In the lines below, arrange everything from the line containing "Sample: x=25, y=240." down to the line containing "x=525, y=121", both ends included, as a Markdown table with a Number column for the row number and a Line column for the line itself. Leave out any blank lines.

== SOURCE DATA ==

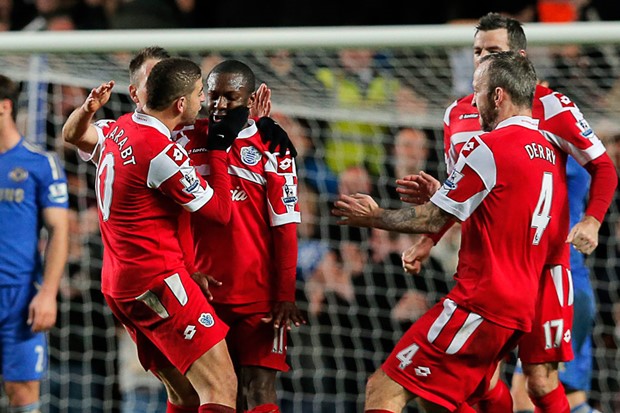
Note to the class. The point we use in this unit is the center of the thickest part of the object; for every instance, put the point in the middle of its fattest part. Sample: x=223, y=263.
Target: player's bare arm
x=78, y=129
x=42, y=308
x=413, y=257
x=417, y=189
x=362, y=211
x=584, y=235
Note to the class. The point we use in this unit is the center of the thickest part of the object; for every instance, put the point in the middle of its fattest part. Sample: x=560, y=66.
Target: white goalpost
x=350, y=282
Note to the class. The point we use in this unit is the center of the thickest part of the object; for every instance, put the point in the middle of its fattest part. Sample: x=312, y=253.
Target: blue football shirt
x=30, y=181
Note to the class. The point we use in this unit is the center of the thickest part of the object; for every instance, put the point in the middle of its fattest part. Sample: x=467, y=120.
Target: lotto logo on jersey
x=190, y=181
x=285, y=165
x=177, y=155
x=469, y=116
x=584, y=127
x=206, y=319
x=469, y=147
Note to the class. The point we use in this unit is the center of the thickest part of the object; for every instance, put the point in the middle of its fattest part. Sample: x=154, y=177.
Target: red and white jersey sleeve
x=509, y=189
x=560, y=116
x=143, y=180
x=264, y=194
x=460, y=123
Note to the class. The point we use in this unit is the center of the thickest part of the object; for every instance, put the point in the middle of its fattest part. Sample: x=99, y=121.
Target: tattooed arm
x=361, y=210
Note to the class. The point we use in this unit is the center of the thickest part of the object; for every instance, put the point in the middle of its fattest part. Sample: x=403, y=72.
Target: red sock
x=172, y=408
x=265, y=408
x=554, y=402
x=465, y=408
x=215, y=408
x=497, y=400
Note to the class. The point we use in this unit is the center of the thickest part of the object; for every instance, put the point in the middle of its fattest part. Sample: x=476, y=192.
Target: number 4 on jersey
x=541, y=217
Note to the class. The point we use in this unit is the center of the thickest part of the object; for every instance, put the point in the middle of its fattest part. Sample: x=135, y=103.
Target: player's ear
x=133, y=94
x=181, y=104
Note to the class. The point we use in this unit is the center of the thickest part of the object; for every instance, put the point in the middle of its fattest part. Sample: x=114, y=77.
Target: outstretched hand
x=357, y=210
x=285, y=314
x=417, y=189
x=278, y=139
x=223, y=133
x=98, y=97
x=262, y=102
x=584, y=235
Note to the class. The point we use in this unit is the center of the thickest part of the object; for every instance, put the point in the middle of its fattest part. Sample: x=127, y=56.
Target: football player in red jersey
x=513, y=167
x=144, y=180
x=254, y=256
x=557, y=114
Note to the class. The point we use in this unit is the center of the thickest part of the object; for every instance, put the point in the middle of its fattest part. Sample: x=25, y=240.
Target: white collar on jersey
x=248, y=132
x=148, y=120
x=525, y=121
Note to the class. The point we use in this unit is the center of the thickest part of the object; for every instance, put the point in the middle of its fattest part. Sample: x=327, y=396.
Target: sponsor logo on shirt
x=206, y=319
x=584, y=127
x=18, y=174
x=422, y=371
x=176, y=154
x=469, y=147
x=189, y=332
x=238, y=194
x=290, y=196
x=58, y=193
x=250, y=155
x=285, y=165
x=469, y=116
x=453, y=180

===
== SOURCE DATA ==

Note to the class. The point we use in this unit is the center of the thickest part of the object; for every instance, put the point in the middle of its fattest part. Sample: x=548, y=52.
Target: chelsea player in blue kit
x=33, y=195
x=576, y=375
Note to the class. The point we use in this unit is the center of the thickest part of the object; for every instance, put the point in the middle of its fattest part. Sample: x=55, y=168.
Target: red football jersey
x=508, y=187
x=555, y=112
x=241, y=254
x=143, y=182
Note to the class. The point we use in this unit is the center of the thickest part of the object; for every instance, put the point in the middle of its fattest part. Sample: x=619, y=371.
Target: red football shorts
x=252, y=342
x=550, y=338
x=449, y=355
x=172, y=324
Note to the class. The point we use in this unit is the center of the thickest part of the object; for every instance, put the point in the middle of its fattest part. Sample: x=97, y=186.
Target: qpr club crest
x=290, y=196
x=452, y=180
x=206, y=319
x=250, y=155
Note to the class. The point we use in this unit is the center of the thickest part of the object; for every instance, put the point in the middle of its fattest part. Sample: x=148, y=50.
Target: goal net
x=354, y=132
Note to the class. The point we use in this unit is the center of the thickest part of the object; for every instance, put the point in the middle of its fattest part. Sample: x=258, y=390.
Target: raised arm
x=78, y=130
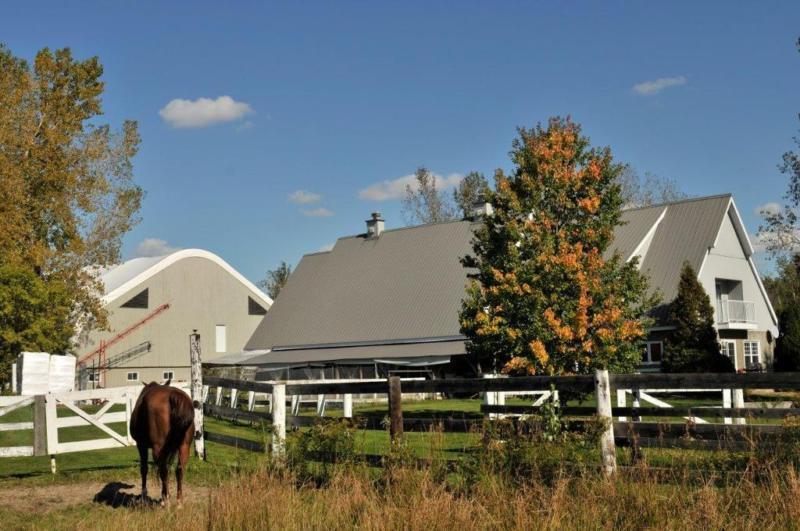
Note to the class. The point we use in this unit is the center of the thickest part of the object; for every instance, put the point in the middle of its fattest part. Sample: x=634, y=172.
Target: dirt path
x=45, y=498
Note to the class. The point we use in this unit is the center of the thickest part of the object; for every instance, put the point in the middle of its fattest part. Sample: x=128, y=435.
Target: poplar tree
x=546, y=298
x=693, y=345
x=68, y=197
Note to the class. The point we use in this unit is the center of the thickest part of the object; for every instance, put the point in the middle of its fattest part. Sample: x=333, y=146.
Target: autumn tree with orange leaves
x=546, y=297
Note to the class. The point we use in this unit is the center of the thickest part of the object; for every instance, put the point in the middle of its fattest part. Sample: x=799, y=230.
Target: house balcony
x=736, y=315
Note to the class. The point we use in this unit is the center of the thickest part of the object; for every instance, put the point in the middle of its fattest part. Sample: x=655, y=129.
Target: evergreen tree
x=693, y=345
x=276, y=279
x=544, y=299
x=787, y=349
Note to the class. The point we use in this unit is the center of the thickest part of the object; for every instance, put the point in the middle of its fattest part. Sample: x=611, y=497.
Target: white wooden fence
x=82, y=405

===
== SOURCE DATA ==

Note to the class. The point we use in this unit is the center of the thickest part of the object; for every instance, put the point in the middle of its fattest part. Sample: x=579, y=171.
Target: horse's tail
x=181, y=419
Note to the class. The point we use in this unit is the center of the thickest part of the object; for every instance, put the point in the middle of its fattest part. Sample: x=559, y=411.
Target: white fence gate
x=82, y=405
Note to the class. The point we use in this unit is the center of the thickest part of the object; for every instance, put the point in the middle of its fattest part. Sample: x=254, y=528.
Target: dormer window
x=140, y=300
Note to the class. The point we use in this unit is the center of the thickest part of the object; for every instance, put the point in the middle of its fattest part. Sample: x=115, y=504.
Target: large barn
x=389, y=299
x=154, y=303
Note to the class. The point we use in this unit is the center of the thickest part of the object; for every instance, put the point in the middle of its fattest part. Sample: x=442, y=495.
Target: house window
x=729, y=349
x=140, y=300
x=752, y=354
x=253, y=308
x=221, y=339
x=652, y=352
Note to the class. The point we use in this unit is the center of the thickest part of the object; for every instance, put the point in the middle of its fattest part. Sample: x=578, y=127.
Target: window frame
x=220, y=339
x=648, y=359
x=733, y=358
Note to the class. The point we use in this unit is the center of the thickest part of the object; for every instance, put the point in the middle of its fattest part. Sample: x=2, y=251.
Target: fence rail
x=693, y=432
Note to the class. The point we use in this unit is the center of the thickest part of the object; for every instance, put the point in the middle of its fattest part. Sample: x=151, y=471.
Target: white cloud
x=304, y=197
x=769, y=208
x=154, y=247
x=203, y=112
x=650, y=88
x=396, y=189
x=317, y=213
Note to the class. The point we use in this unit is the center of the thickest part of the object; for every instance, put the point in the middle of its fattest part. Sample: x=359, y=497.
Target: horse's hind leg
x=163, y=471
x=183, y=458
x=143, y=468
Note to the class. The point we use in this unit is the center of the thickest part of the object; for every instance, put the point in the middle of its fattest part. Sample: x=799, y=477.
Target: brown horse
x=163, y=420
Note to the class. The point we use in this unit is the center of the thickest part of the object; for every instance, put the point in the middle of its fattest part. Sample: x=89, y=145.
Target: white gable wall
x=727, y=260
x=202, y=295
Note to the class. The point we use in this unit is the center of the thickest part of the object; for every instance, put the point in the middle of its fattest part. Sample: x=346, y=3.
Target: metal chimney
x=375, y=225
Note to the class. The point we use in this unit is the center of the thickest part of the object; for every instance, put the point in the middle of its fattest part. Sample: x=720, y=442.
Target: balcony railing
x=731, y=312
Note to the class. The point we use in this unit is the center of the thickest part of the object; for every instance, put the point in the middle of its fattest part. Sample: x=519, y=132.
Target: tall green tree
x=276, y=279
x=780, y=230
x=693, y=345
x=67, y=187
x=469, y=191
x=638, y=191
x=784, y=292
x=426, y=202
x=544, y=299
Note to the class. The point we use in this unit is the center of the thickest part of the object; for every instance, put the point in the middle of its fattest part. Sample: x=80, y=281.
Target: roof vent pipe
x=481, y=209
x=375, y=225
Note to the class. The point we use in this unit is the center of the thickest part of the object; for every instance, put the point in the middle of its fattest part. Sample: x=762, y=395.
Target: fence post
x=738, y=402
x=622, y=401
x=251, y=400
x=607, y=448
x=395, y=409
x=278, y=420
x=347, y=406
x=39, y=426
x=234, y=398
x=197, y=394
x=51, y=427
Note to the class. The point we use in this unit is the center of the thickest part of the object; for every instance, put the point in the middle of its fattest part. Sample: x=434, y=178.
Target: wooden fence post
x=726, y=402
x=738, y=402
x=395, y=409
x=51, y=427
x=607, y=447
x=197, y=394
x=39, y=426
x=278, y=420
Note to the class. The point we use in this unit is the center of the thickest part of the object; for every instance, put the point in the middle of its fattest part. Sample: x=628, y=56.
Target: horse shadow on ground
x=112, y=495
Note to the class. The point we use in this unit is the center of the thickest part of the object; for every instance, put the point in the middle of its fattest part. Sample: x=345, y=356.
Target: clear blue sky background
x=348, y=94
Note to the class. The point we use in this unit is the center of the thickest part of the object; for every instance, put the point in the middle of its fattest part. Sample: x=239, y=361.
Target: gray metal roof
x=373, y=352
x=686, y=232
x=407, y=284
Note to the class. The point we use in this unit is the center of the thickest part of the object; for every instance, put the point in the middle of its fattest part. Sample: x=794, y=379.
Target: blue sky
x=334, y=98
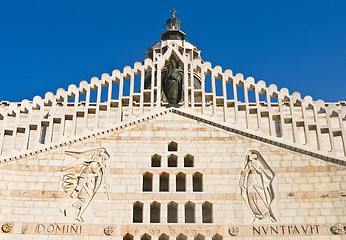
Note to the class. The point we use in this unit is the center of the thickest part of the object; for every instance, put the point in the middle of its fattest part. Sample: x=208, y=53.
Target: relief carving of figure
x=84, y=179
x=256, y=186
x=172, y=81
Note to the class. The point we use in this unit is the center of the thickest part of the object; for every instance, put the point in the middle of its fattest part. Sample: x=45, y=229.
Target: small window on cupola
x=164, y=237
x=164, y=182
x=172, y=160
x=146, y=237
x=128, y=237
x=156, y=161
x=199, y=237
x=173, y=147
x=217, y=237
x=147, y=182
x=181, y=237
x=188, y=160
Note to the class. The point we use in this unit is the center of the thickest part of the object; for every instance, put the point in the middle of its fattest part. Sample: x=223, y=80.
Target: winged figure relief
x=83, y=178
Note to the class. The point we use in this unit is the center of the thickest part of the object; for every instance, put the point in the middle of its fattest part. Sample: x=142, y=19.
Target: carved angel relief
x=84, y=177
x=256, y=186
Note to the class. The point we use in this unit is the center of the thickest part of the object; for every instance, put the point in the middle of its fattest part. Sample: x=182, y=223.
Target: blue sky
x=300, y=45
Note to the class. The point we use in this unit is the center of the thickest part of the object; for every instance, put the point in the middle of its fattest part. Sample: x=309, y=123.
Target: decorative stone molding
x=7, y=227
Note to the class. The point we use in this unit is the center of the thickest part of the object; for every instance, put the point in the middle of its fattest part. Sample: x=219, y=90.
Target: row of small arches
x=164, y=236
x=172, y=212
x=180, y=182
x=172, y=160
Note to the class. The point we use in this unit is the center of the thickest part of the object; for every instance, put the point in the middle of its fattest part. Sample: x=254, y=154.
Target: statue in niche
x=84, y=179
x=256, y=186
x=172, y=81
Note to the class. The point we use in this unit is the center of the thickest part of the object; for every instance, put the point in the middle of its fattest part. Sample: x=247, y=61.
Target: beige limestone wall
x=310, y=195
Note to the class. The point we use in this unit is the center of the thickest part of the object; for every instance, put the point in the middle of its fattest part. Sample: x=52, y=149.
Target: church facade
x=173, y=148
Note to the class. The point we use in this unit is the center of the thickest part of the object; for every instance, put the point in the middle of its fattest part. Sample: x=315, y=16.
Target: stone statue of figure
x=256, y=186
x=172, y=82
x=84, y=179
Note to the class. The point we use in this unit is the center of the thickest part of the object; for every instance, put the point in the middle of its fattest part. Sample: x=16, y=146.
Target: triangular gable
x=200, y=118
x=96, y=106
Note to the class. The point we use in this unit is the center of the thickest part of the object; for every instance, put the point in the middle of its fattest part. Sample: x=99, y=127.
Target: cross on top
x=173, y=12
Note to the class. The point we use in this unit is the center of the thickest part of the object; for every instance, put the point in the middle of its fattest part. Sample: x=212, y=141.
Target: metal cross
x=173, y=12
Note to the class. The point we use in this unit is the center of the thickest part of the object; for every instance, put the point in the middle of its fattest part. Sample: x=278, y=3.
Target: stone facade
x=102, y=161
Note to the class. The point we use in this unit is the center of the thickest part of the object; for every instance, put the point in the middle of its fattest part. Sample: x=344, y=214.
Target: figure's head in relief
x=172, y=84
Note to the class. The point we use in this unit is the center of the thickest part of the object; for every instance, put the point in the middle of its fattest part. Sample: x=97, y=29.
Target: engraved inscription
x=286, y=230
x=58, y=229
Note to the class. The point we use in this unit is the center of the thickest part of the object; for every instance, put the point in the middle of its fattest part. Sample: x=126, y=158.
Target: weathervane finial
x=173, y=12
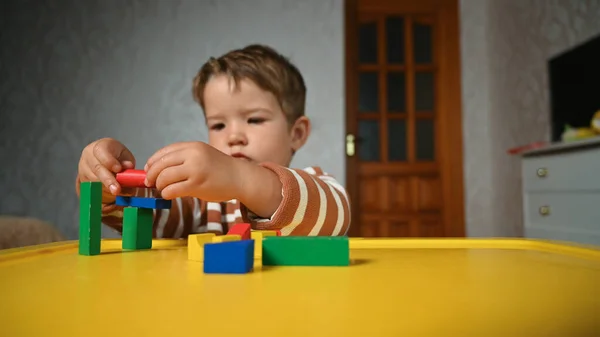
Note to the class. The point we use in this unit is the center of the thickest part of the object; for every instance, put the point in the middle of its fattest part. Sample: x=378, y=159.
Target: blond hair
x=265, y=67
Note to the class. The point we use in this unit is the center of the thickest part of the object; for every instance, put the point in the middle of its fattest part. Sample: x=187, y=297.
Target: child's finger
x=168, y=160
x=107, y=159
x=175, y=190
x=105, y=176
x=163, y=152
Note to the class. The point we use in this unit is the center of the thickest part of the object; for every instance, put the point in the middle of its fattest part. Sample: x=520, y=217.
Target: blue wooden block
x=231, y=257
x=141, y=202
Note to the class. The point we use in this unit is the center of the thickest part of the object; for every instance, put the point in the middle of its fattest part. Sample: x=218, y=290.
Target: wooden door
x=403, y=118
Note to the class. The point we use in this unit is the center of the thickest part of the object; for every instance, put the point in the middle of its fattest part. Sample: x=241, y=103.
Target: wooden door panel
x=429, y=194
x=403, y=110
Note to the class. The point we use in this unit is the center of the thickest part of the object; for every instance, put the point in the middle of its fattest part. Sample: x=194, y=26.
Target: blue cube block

===

**RESULT BELOW**
| Number | Line |
|---|---|
| 1 | Note to the class. The point we use in this unit is the center of the thickest part of the object; for every instance, put the point in the middle of its fattest part. Sample: x=25, y=240. |
| 2 | Target: white collar on jersey |
| 3 | x=248, y=132 |
| 4 | x=148, y=120 |
| 5 | x=525, y=121 |